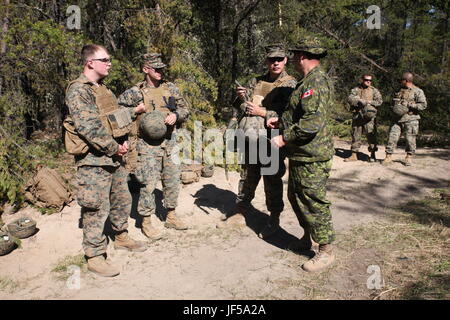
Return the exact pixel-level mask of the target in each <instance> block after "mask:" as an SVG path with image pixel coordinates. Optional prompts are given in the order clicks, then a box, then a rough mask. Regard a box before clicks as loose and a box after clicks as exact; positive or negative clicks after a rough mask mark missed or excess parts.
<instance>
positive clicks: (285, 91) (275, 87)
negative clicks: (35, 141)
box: [233, 71, 297, 119]
mask: <svg viewBox="0 0 450 320" xmlns="http://www.w3.org/2000/svg"><path fill="white" fill-rule="evenodd" d="M282 78H286V79H285V80H283V82H282V83H280V84H277V85H276V87H275V88H274V89H273V90H272V92H271V93H270V94H273V95H274V96H273V97H271V104H270V105H268V106H263V108H264V109H266V111H267V114H266V119H269V118H272V117H279V116H281V114H282V113H283V111H284V109H285V108H286V106H287V104H288V102H289V96H290V94H291V93H292V91H294V89H295V85H296V84H297V81H296V80H295V78H293V77H290V76H289V75H288V73H287V72H286V71H283V72H282V73H281V74H280V75H279V76H278V78H277V80H278V79H282ZM277 80H275V81H277ZM260 81H266V82H274V81H273V80H270V75H269V73H268V72H267V73H266V74H264V75H261V76H259V77H256V78H253V79H252V80H250V82H249V84H248V85H247V94H248V96H249V97H250V98H251V97H252V95H253V90H254V89H255V87H256V85H257V84H258V82H260ZM246 107H247V105H246V104H245V103H241V104H240V105H239V107H238V108H236V107H235V108H233V118H237V117H238V115H239V113H241V112H243V111H244V110H245V109H246Z"/></svg>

■ ■ ■

§ About this task
The entries above are to be copied exactly, with every picture left out.

§ Result below
Return the exact pixel-level mask of the target in each <instance> block after "mask:" as an SVG path with image pixel coordinates. Optional prompts are given in the order clicks, then a box, then a rough mask. Regard a box before clicks as loose and a box after clicks as exact; positive or negative clicks after a rough mask mark missed or excess parts.
<instance>
positive clicks: (285, 91) (275, 87)
negative clicks: (35, 141)
box: [233, 71, 297, 119]
mask: <svg viewBox="0 0 450 320" xmlns="http://www.w3.org/2000/svg"><path fill="white" fill-rule="evenodd" d="M282 78H286V79H285V80H283V82H282V83H280V84H277V85H276V87H275V88H274V89H273V90H272V92H271V93H270V94H273V95H274V96H273V97H271V104H270V105H268V106H263V108H264V109H266V111H267V114H266V119H269V118H272V117H279V116H281V114H282V113H283V111H284V109H285V108H286V106H287V104H288V102H289V96H290V94H291V93H292V91H294V89H295V85H296V84H297V81H296V80H295V78H293V77H290V76H289V75H288V73H287V72H286V71H283V72H282V73H281V74H280V75H279V76H278V78H277V80H278V79H282ZM277 80H275V81H277ZM260 81H266V82H274V81H273V80H270V75H269V73H268V72H267V73H266V74H264V75H261V76H259V77H256V78H253V79H252V80H250V82H249V84H248V85H247V94H248V96H249V97H250V98H251V97H252V95H253V90H254V89H255V87H256V85H257V84H258V82H260ZM246 107H247V105H246V104H245V103H241V104H240V105H239V107H238V108H236V107H235V108H233V118H237V117H238V115H239V113H241V112H243V111H244V110H245V109H246Z"/></svg>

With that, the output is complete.